## PROBLEM SET
1. Return the part of the offshore wind grid article that opens with the words containing "FERC Order 1920, approved" and closes with "every five years.", copied word for word.
2. Write the next part of the offshore wind grid article, starting after its final sentence.

## PASSAGE PROVIDED
....................

Grid Upgrades Challenging but Needed, OSW Supporters Say

ATLANTIC CITY, N.J. — States can reap long-term savings by upgrading their onshore grids and coordinating transmission development to serve multiple offshore wind projects, but they’ll also face higher upfront costs, supply chain challenges and ratepayer concerns, speakers at a New Jersey conference said Oct. 11. 

Planned and coordinated transmission upgrades could save billions of dollars across the OSW sector, but the complexity and extensive planning needed to bring different stakeholders and states together to craft solutions could take more than a decade, speakers at the Time for Turbines 7 conference in Atlantic City said. 

New Jersey’s use of the State Agreement Approach (SAA) to create $1.07 billion in transmission upgrades that can deliver 6,400 MW of OSW generation to the PJM grid is a prime example of the benefits of planning, speakers told conference attendees. 

Yet time is of the essence for all states, according to Abraham Silverman, assistant research scholar with the Ralph O’Connor Sustainable Energy Institute at Johns Hopkins University. The global market for transmission equipment is competitive, and developers need to line up their supply chain now to ensure equipment is available years ahead of when it’s needed, Silverman told the 150 developers, government officials, environmentalists and other stakeholders at the conference.  

Abe Silverman, Johns Hopkins University | Christian Fiore

“States are making procurement decisions today that are going to be delivered in the early 2030s,” he said. “2030 is today. 

“So if you are going out and buying it, [and] thinking about offshore wind, you need to have all the major questions answered” around what’s being built, voltage levels and suppliers, Silverman said. “And I think, frankly, a lot of us see what happens when developers don’t have their supply arrangements totally locked up, and we end up in real problems, and you get delays.” 

Projects in Germany and Scotland are “going ahead and procuring their HVDC equipment and stockpiling it for future use,” said Janice Fuller, former Mid-Atlantic president at Anbaric, which specializes in developing transmission for OSW projects.  

“The projects aren’t awarded, but they’re buying [the equipment], and they will have it ready,” Fuller said. “So that also puts us a little bit further behind in that global supply chain.” 

Planning Initiatives

Procurement is just one challenge conference speakers said is facing New Jersey and other states as they try to prepare their grids for the 60% increase in transmission capacity needed to bring about widespread electrification, according to Princeton University’s 2021 Net-Zero America report. 

The New Jersey Board of Public Utilities (BPU) says ratepayers will save $900 million from its project to upgrade onshore transmission infrastructure to link OSW projects to the grid. The BPU and PJM created the project under the SAA, and the BPU in February sought FERC approval to use the SAA in a second solicitation but later put that plan on hold. 

“Essentially, what we are trying to do is avoid a bunch of individual onshoring efforts and to minimize environmental impacts, minimize community impacts, minimize project risk and risks of delays that may come from a bunch of one-offs coming in,” said BPU Executive Director Robert Brabston. 

FERC Order 1920, approved in May, also offers “exciting” potential for promoting much-needed long-term planning, Brabston said. (See FERC Issues Transmission Rule Without ROFR Changes, Christie’s Vote.) 

The order requires RTOs and ISOs to undertake long-term transmission planning — with a 20-year time frame, taking into account anticipated load growth, state laws and generation retirements. The plans must be updated every five years.

....................

## DATASET EXCERPT
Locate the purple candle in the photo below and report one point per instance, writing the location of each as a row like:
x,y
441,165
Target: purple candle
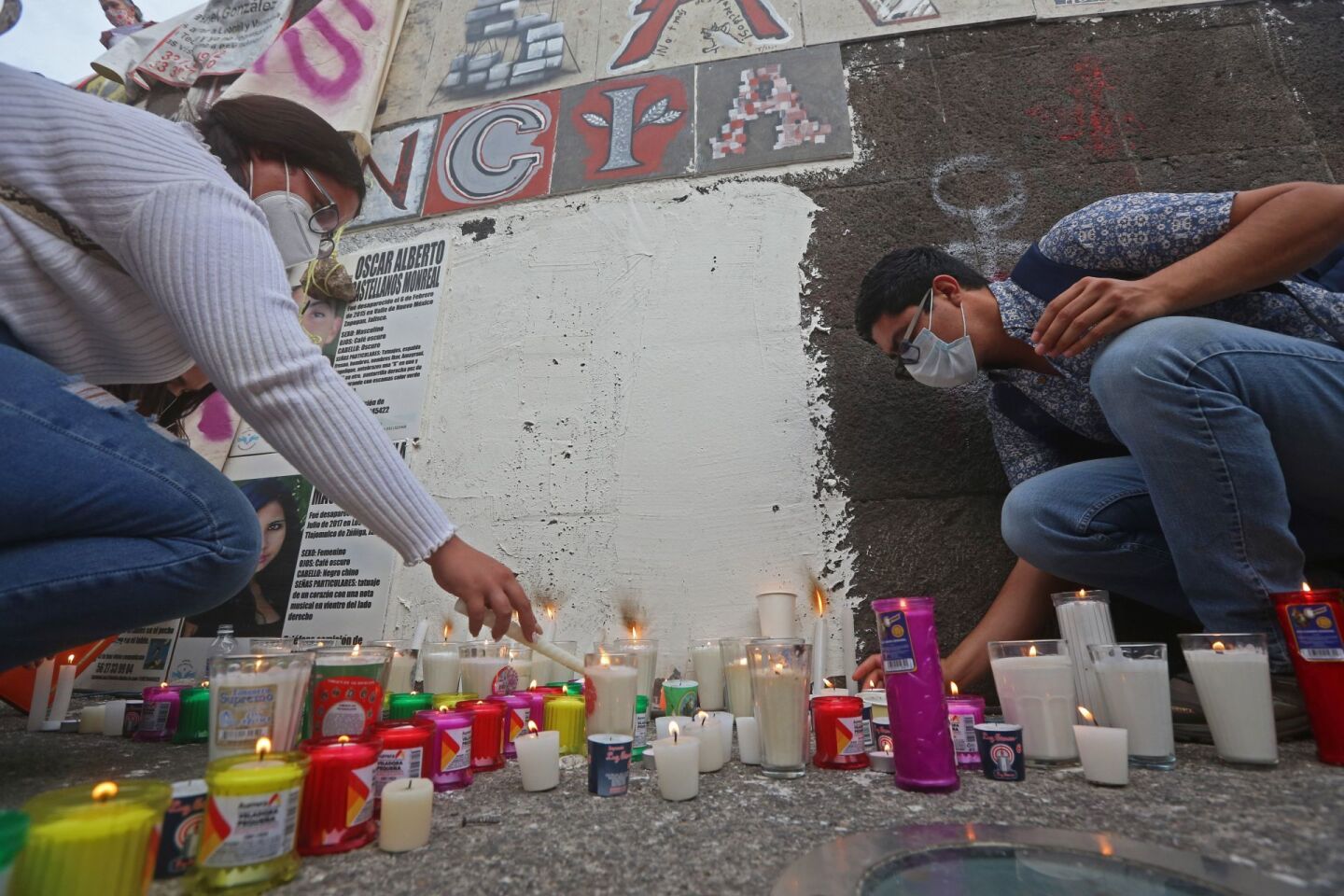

....................

## TASK RESULTS
1.
FERC Order 1920, approved in May, also offers “exciting” potential for promoting much-needed long-term planning, Brabston said. (See FERC Issues Transmission Rule Without ROFR Changes, Christie’s Vote.) 

The order requires RTOs and ISOs to undertake long-term transmission planning — with a 20-year time frame, taking into account anticipated load growth, state laws and generation retirements. The plans must be updated every five years.

2.
Brabston said New Jersey can benefit from Order 1920’s planning requirements by addressing the “vastly different networks in the state.” These range from the well-developed infrastructure in the north to areas in the south that were “built to cobble together the agricultural part of the state and the population centers.” While southern areas have the space to house data centers and grid-scale solar projects, the grid there “wasn’t built for it, it’s not ready for it,” he said. 

“So we need to be able to do things like pursue grid-enhancing technologies, because you can’t just build all new pipes and wires for infrastructure,” he said. “If you’re going to modernize utilities, you’ve got to modernize the utilities. It’s not just new wires. It’s reconductoring. It’s all kinds of other stuff.”  

That means “getting this project selection criteria updated so it takes more factors into account and is more transparent,” he said. 

Collaborative Strategy

Long-term planning was also central to New Jersey and nine other East Coast states in July establishing the Northeast States Collaborative on Interregional Transmission to explore mutually beneficial interregional transmission to increase the flow of electricity among ISO-NE, NYISO and PJM, as well as assessing offshore wind infrastructure needs. (See 10 Northeastern States Sign MOU on Interregional Transmission Planning.)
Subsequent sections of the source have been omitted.